→ **WHAT IS NEEDED**:
Every line in the listing below from the one with "Could you please indicate the river in" through the one with "Could you please indicate the tall green" is to be reproduced exactly, both ends included; leave out the rest.

---------- INFORMATION SHOWN ----------

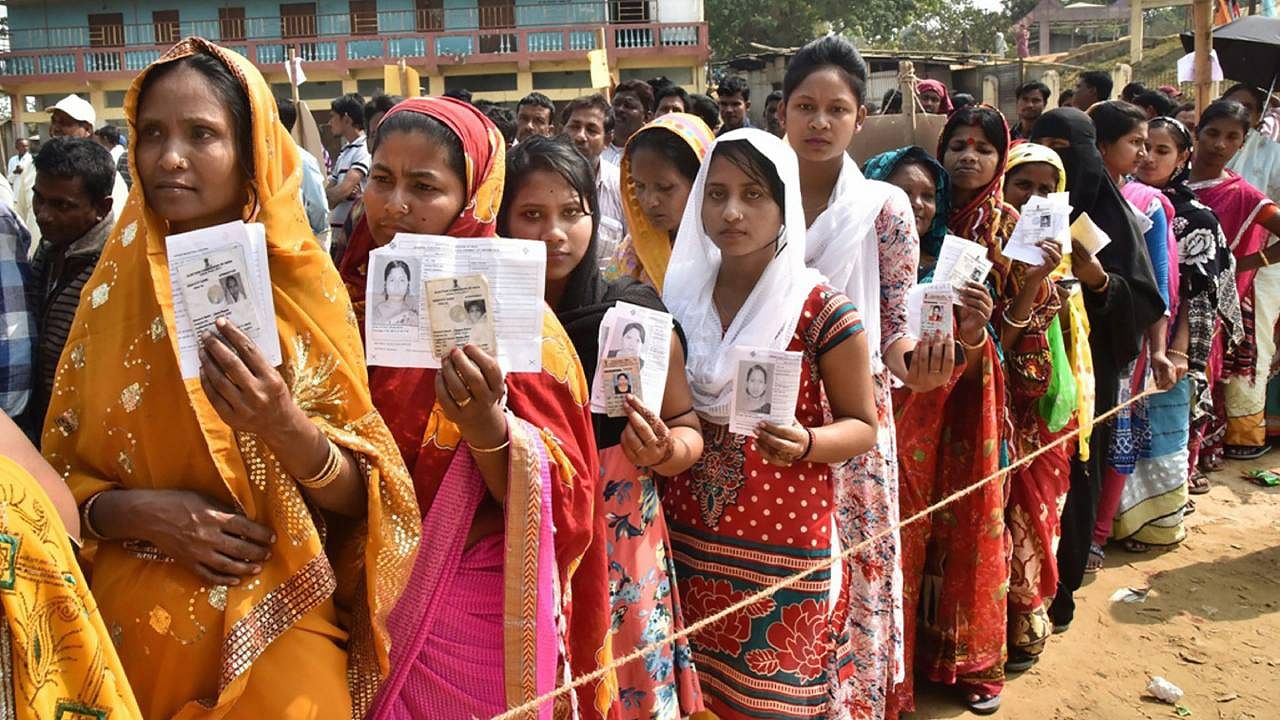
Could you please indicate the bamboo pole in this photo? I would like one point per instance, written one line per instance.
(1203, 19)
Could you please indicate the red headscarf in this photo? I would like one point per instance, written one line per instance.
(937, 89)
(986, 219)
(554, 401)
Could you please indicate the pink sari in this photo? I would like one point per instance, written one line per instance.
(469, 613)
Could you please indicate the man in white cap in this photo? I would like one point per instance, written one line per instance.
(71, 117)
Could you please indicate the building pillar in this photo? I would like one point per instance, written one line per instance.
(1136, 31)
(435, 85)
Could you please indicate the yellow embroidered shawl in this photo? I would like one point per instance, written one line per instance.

----------
---------- INFORMATION SHOWN ----------

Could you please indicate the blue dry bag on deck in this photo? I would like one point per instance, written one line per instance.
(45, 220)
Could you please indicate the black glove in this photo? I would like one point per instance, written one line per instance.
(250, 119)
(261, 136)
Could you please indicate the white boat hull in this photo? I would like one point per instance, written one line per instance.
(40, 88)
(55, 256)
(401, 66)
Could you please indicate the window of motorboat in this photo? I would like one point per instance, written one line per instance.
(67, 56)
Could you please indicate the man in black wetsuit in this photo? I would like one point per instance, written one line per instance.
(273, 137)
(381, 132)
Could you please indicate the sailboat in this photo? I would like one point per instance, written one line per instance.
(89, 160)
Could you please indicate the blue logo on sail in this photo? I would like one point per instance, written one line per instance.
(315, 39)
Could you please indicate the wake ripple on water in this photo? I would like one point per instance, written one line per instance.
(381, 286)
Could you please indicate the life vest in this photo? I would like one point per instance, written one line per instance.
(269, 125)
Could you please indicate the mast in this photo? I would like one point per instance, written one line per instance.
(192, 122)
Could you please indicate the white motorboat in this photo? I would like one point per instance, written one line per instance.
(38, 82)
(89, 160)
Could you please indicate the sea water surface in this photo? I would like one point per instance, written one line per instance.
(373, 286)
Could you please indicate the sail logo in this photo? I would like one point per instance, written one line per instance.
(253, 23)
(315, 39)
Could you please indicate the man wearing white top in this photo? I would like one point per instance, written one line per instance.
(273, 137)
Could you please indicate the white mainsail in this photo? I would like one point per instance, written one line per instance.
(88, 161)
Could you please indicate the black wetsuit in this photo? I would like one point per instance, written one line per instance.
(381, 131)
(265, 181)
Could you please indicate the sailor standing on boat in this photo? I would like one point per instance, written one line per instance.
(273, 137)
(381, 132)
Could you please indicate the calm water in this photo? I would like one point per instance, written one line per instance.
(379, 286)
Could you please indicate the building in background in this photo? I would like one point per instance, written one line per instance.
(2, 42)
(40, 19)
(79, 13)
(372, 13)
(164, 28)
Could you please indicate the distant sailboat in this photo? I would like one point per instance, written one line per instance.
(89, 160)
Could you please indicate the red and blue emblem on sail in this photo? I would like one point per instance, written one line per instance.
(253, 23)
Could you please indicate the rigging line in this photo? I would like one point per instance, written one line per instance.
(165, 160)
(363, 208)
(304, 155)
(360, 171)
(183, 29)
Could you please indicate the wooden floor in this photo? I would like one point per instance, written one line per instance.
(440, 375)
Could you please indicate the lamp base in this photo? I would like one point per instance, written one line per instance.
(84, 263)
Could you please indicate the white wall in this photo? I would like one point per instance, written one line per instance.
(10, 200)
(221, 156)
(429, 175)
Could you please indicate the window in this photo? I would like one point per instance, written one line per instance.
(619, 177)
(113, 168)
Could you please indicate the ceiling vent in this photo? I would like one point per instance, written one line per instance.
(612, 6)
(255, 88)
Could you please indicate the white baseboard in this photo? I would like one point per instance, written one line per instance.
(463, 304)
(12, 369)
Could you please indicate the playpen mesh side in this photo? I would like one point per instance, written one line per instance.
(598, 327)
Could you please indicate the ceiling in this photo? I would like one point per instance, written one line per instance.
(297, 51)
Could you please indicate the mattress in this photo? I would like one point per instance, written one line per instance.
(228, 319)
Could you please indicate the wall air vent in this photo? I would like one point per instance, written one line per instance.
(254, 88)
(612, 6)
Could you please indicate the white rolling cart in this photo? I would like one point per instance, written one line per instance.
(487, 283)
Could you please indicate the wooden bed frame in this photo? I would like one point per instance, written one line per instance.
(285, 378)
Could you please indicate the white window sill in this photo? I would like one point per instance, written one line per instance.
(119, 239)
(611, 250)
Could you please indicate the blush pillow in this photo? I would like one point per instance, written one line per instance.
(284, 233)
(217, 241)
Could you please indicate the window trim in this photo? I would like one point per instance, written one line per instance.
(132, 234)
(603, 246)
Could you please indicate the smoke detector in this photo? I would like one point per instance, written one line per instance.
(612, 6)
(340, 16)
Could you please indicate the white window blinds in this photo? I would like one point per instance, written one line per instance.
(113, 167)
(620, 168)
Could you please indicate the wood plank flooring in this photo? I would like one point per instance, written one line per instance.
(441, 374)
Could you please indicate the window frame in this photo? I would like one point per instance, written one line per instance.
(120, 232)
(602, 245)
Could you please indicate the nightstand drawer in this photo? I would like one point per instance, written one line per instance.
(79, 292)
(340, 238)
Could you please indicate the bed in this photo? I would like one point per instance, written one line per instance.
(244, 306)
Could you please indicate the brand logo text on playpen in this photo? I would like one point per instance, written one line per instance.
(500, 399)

----------
---------- INFORMATION SHOWN ----------

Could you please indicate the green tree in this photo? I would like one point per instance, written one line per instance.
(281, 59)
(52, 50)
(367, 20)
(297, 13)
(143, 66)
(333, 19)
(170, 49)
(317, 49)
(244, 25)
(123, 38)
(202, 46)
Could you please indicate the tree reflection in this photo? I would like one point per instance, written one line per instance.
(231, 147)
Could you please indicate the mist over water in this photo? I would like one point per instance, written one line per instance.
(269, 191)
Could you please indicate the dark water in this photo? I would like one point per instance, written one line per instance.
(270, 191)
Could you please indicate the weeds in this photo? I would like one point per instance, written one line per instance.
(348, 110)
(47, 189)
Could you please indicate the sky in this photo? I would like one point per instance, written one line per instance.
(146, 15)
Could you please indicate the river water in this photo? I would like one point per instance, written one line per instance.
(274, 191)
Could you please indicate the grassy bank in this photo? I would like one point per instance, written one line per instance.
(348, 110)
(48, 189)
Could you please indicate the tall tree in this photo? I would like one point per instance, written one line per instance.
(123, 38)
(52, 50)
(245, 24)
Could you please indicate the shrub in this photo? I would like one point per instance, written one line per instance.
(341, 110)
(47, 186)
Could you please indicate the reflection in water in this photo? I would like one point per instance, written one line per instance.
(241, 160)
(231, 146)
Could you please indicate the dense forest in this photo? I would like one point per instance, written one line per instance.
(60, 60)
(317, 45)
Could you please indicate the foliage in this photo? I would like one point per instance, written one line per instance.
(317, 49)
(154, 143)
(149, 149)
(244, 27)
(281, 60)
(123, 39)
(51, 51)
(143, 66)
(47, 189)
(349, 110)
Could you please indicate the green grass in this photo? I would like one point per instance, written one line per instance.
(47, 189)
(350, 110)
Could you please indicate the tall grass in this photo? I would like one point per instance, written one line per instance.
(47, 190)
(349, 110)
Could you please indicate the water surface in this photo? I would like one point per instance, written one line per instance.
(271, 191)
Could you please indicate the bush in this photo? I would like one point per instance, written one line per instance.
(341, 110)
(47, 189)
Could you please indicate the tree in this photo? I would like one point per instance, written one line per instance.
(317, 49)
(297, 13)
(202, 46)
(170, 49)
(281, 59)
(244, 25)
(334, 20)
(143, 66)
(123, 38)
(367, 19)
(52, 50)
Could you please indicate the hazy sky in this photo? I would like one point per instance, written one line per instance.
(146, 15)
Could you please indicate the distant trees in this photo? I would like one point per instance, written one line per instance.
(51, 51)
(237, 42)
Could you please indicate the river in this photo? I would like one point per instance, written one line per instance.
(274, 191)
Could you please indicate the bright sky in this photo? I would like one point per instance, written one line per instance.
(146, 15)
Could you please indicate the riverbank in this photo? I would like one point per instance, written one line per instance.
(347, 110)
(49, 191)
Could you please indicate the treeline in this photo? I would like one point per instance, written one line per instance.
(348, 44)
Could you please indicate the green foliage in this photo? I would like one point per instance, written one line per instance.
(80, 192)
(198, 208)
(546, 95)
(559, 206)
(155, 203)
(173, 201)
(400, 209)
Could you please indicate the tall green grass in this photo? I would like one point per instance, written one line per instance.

----------

→ **EXPECTED ANSWER**:
Could you please indicate the river in this photo? I would like one point per instance, written one line per instance.
(274, 191)
Could you please indicate the bright sky in this photo? I would like one point per instance, written one line per instance.
(146, 15)
Could you please indicate the riverbank in this photo? I would like one point per instance, written one line per instance.
(347, 110)
(49, 191)
Could you please indicate the treeline in this photo? I would like one point per instance, written one line per instance.
(348, 44)
Could you please indicate the green foliage in this photo? I would like one point per instance, written one line per instance.
(80, 192)
(198, 208)
(546, 95)
(559, 206)
(155, 203)
(173, 201)
(400, 209)
Could you please indicate the tall green grass in this photo? I would like one point per instance, written one line per instance.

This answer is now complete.